# [Raw records]
'''

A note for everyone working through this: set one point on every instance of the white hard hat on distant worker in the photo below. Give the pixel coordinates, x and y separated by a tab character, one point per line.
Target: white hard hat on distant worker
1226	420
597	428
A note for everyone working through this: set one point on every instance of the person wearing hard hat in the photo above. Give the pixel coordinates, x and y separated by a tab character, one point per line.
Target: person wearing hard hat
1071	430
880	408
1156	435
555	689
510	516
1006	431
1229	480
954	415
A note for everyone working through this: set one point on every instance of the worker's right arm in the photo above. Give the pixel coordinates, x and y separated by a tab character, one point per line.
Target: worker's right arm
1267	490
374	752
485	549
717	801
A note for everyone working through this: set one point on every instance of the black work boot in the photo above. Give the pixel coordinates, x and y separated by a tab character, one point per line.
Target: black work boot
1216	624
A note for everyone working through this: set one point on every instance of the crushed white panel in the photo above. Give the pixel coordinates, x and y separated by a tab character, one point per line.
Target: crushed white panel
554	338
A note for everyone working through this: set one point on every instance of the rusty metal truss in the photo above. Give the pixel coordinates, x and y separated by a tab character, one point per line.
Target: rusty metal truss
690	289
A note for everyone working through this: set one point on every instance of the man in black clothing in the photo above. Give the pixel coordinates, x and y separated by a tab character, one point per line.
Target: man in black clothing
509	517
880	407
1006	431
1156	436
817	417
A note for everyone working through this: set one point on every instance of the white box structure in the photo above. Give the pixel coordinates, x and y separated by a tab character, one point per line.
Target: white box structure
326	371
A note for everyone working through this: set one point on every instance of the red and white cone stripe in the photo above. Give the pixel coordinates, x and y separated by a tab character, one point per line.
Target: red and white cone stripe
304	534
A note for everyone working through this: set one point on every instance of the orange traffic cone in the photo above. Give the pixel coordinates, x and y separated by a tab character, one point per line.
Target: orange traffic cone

'''

# [Prompt]
Please copy all of the material above, character for character, with nothing added or left out.

# [Complete output]
A note for everyone working through this: set one point on every instance of the white hard hat on distant worker in the photo below. Give the pixel coordinates, x and y separated by a tab character, one point per line.
Target: white hard hat on distant worker
1226	420
597	428
A note for everyone working through this: set one point on every instance of the person wearing hard hat in the photo above. Give the pixel coordinates, x and y separated by a tab character, one point per line.
Target: person wearing hard hat
1071	430
880	408
1156	435
555	689
510	516
1006	431
1229	480
954	415
A note for everyone working through this: set one point on every instance of the worker's right arm in the photo above. Give the pixel coordinates, x and y separated by a tab character, one point per line.
Target: worker's right arm
1267	490
374	752
485	549
717	801
A note for everyone working through this: set one point on every instance of the black work boot in the photo above. Give the pixel coordinates, x and y separated by a tab character, one point per line.
Target: black work boot
1216	624
A note for everyone working through this: set one point on every instance of the crushed white panel in the photo above. Give the pixel coordinates, x and y separated by a tab character, one point per line.
Target: crushed white panel
554	338
A note for everyone working through this: set one point on every instance of the rusty metal truss in the photo above. Give the pixel coordinates, x and y separated by a tab character, one point per line.
Target: rusty metal truss
690	289
A note for everyone working through this: set one point on every instance of the man in black clothing in the photo above. Give the pixel coordinates, x and y separated by a tab character, one point per line.
Target: man in black clothing
509	517
880	407
1006	431
1156	436
817	417
A note for everyone working through this: set one point on every instance of the white box structure in the photo above. Give the pixel coordinates, x and y separated by a tab character, one point per line.
Target: white box structure
326	371
A note for everyone working through this: set one point on every instance of the red and white cone stripe in the photo above. Give the pixel coordinates, x and y separated by a tab character, one point per line.
Target: red and white cone stripe
304	534
A note for everyone working through this: set one point on every instance of the orange traffic cone in the photo above. Give the pixel coordinates, x and y separated by a tab character, one point per line.
Target: orange traffic cone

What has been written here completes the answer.